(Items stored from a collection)
---
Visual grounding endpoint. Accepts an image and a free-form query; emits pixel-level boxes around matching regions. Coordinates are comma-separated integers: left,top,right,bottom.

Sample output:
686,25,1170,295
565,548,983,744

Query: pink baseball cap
---
◆ Task to carry out ◆
Can you copy out these lines word for word?

◆ Full output ◆
Visual grounding endpoint. Accepts an image and a free-form query; emits pixel-level boxes around matching regions. Coordinates are comma-separated integers: left,top,right,bottom.

Sample output:
686,25,1170,295
565,548,983,744

Query: pink baseball cap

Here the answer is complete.